## TASK STATEMENT
The required output is the lines below from the line containing "gonna need your help spotting the wooden" to the line containing "gonna need your help spotting the roof", inclusive, retyped exactly. No other lines belong in it.

================================

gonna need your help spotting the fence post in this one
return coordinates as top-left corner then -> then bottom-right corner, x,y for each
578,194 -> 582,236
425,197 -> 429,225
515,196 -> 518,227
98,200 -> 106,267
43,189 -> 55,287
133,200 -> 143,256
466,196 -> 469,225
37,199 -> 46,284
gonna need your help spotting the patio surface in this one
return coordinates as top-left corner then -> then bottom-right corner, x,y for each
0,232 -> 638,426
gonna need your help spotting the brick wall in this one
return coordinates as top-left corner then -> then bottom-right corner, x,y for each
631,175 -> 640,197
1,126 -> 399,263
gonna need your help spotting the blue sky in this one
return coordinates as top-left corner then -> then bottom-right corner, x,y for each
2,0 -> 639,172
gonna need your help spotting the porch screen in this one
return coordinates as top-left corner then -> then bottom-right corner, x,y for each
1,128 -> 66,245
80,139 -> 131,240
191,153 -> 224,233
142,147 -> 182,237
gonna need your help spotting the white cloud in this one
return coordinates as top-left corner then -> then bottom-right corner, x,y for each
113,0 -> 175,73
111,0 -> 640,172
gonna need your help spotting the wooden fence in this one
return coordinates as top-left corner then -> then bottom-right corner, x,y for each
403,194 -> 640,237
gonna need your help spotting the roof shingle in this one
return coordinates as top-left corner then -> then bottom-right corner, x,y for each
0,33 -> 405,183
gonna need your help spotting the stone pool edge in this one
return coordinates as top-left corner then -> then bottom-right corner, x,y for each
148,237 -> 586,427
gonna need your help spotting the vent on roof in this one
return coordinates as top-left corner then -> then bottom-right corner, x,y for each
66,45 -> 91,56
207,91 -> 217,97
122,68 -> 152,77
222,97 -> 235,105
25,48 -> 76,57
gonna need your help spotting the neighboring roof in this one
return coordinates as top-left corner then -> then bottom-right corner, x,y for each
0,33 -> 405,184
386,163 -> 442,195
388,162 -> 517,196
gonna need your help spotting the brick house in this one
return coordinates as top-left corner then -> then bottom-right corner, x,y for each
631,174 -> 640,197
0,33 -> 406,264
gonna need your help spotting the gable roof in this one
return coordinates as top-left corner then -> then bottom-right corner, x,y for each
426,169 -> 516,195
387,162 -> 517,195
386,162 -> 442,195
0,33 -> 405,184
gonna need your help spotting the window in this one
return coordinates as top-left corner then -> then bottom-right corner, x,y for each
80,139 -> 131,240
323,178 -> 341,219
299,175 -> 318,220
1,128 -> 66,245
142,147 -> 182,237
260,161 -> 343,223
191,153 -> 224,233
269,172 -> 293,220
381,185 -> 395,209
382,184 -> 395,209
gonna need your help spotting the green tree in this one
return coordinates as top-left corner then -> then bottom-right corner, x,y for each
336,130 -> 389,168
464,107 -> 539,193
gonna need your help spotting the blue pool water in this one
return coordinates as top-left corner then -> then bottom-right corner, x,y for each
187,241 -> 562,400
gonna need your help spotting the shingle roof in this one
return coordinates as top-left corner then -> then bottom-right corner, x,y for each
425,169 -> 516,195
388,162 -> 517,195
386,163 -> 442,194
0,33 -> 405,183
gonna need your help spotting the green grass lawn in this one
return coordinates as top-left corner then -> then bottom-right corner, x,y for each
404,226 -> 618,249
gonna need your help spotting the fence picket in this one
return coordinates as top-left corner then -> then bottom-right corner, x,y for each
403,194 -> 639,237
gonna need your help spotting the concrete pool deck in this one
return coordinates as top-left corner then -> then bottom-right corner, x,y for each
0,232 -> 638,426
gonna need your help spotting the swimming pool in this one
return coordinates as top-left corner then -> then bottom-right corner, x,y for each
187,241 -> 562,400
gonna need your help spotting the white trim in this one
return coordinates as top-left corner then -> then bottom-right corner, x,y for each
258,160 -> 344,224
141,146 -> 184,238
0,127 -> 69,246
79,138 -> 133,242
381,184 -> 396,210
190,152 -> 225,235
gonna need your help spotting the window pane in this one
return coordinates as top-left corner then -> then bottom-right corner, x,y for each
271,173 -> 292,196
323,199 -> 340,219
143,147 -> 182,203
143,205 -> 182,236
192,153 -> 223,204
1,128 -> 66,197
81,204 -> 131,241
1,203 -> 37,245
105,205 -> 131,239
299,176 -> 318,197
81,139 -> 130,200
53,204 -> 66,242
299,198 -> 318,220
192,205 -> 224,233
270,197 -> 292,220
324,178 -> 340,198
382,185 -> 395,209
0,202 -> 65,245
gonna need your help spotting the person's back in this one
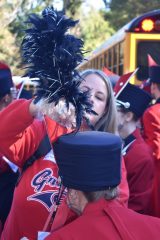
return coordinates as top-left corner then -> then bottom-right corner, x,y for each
123,128 -> 154,213
114,73 -> 153,214
44,131 -> 160,240
142,55 -> 160,217
142,55 -> 160,157
143,102 -> 160,160
46,198 -> 160,240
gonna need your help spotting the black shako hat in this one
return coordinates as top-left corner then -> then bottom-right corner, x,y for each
0,62 -> 13,99
116,83 -> 151,118
54,131 -> 122,192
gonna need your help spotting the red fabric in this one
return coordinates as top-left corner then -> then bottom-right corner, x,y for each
143,103 -> 160,217
117,157 -> 129,207
143,104 -> 160,161
0,62 -> 10,70
45,198 -> 160,240
51,199 -> 77,232
49,152 -> 129,233
0,100 -> 129,239
0,100 -> 70,240
124,128 -> 154,214
114,71 -> 134,97
103,67 -> 117,76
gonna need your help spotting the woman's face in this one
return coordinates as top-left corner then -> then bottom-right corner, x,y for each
80,73 -> 108,127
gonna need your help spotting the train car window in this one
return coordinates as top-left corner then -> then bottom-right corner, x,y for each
108,49 -> 112,70
119,42 -> 124,75
137,41 -> 160,80
104,52 -> 108,68
113,45 -> 118,74
100,55 -> 104,69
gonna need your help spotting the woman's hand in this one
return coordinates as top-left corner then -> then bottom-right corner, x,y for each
29,98 -> 76,129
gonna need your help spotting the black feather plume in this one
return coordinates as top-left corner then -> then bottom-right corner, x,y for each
21,6 -> 94,130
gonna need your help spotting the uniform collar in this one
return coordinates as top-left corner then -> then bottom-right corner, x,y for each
156,97 -> 160,104
123,132 -> 136,149
122,129 -> 137,156
83,198 -> 117,215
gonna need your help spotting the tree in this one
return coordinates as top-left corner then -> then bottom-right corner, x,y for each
0,0 -> 46,74
80,6 -> 114,53
0,0 -> 110,74
63,0 -> 83,16
0,0 -> 83,74
104,0 -> 160,31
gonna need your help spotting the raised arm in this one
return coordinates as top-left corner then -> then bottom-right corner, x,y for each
0,99 -> 70,168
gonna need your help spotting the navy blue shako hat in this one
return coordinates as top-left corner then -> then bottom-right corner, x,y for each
0,62 -> 13,99
54,131 -> 122,192
116,83 -> 151,118
114,71 -> 152,118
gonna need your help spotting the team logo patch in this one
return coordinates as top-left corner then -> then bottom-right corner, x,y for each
27,190 -> 59,211
27,168 -> 62,211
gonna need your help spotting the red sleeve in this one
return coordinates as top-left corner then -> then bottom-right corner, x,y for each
125,144 -> 154,213
143,108 -> 160,160
0,99 -> 69,168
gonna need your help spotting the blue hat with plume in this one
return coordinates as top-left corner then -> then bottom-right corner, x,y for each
21,7 -> 94,130
0,62 -> 13,99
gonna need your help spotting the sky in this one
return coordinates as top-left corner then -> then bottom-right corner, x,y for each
53,0 -> 105,11
84,0 -> 105,9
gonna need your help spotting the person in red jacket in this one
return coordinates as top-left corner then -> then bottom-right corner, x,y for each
0,61 -> 17,111
0,62 -> 19,235
142,55 -> 160,217
44,131 -> 160,240
0,8 -> 129,240
114,71 -> 154,214
0,71 -> 129,240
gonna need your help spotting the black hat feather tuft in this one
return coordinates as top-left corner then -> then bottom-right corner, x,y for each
21,6 -> 94,130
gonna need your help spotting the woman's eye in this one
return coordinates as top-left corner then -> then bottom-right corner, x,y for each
96,96 -> 104,101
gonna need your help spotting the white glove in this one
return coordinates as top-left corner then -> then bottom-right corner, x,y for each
36,98 -> 76,129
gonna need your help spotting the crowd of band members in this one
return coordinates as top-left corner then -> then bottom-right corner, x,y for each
0,56 -> 160,239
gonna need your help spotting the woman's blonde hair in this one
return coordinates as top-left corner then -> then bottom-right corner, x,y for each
80,69 -> 118,134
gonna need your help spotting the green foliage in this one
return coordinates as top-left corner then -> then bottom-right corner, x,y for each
80,7 -> 114,53
105,0 -> 160,31
0,0 -> 111,74
0,29 -> 21,74
0,0 -> 55,74
64,0 -> 83,16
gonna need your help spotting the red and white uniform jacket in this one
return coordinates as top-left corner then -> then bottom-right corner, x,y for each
143,99 -> 160,161
123,128 -> 154,214
143,99 -> 160,217
45,198 -> 160,240
0,100 -> 70,240
0,99 -> 129,239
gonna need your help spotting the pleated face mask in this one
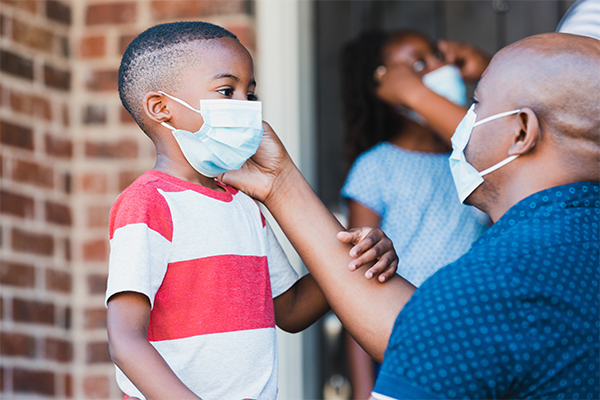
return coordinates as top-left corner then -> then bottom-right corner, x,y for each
159,91 -> 263,178
449,104 -> 521,203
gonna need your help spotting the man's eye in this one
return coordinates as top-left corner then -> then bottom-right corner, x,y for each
218,88 -> 234,97
247,93 -> 258,101
470,97 -> 479,105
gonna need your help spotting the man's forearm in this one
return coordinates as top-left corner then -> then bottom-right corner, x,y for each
264,165 -> 416,362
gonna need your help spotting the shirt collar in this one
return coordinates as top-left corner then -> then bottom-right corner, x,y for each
473,181 -> 599,246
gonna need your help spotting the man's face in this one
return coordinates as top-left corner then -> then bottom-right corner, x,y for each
462,59 -> 521,206
166,38 -> 257,132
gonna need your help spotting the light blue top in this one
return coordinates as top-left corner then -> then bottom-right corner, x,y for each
341,142 -> 489,286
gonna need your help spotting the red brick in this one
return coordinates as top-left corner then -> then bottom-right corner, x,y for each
12,228 -> 54,256
224,23 -> 255,51
12,19 -> 53,52
86,69 -> 118,92
45,201 -> 72,225
118,34 -> 136,55
0,189 -> 35,218
150,0 -> 245,20
62,103 -> 70,126
0,0 -> 38,14
85,139 -> 138,159
0,120 -> 34,150
13,368 -> 55,395
64,237 -> 71,261
83,375 -> 110,399
12,159 -> 54,188
86,341 -> 111,364
119,170 -> 142,191
80,35 -> 105,59
120,106 -> 136,124
63,172 -> 72,194
46,0 -> 72,25
88,206 -> 110,228
86,2 -> 136,25
44,64 -> 71,91
12,298 -> 54,325
10,91 -> 52,120
88,274 -> 107,295
44,337 -> 72,362
83,239 -> 108,261
0,261 -> 35,287
46,269 -> 72,293
80,172 -> 107,193
0,49 -> 34,80
64,373 -> 73,398
0,331 -> 36,357
83,104 -> 107,124
45,133 -> 72,158
85,308 -> 107,329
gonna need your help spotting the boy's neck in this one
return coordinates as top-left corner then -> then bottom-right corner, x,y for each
153,154 -> 225,192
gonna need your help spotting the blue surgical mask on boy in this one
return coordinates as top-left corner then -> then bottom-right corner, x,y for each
449,104 -> 521,203
158,91 -> 263,178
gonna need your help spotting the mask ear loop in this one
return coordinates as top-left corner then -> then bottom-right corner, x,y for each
158,91 -> 203,132
158,91 -> 202,113
474,109 -> 521,176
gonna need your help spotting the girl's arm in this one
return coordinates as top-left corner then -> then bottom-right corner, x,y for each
107,292 -> 202,400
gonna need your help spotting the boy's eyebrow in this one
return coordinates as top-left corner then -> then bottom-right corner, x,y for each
211,73 -> 256,86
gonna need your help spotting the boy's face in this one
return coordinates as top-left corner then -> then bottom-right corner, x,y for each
163,37 -> 256,133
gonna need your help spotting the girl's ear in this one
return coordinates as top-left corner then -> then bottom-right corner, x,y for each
143,91 -> 172,123
509,107 -> 539,156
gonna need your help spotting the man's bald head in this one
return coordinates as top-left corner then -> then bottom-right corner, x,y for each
485,33 -> 599,155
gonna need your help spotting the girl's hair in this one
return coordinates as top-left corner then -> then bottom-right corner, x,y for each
340,31 -> 405,164
340,30 -> 437,164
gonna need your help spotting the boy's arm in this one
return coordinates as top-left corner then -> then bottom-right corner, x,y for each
107,292 -> 202,400
274,274 -> 329,333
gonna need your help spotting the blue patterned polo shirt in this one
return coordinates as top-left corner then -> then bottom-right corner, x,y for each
373,182 -> 599,399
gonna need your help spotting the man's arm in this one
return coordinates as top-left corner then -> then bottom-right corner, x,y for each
220,123 -> 416,362
107,292 -> 202,400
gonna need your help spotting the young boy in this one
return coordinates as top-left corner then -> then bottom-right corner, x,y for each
107,22 -> 397,400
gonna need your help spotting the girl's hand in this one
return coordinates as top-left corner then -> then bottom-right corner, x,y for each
336,227 -> 398,282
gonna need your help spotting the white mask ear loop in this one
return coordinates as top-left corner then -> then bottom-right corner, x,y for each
158,91 -> 202,131
158,91 -> 201,113
474,108 -> 521,176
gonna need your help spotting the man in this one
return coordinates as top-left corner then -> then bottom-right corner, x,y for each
220,33 -> 599,399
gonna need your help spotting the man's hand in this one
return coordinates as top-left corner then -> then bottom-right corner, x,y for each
219,121 -> 293,205
337,227 -> 398,282
437,39 -> 490,83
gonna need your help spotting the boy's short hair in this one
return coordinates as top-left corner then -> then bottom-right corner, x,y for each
119,21 -> 238,133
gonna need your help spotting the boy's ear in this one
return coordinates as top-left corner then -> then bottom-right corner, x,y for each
509,107 -> 539,156
143,91 -> 172,123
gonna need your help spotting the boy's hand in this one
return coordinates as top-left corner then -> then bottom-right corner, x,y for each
219,121 -> 293,205
337,227 -> 398,282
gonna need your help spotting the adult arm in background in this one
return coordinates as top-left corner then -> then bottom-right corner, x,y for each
220,123 -> 416,362
375,63 -> 466,143
437,39 -> 491,83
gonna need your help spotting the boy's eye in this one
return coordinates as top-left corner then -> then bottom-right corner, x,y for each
218,88 -> 234,97
247,93 -> 258,101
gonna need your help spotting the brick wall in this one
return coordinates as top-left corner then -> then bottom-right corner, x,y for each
1,0 -> 256,398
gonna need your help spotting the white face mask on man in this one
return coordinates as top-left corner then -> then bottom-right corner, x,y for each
158,91 -> 263,178
449,104 -> 521,203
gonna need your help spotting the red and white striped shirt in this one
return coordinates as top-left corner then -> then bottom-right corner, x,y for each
106,170 -> 298,400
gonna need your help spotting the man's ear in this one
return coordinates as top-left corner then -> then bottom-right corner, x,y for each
509,107 -> 539,156
143,91 -> 171,123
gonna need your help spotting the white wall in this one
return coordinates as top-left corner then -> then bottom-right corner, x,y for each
255,0 -> 318,398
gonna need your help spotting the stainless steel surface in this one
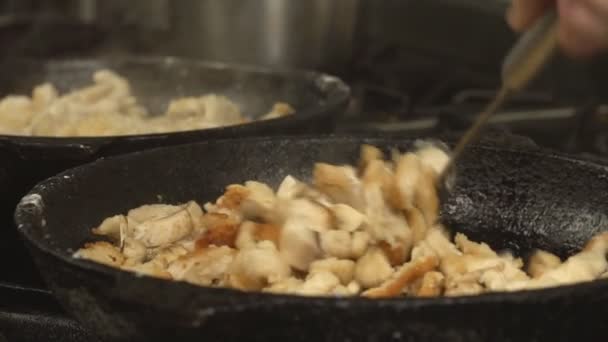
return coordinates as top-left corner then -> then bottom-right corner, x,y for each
165,0 -> 359,69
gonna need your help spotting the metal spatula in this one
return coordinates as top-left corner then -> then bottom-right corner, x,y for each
438,8 -> 559,191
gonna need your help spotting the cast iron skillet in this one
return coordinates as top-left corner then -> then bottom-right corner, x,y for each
14,136 -> 608,342
0,57 -> 349,287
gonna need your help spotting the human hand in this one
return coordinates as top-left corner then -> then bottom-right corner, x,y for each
507,0 -> 608,58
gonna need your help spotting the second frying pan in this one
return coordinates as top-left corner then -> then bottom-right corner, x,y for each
15,136 -> 608,341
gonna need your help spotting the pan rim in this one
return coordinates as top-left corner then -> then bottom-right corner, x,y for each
14,135 -> 608,308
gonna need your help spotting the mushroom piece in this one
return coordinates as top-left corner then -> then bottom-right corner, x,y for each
354,247 -> 394,289
74,241 -> 125,267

================================

## OUTPUT
gonna need your help spotting the wooden fence in this one
return coordinates as top-left corner then -> then bottom-right corner, x,y for each
403,194 -> 640,237
gonna need your help spotting the roof shingle in this one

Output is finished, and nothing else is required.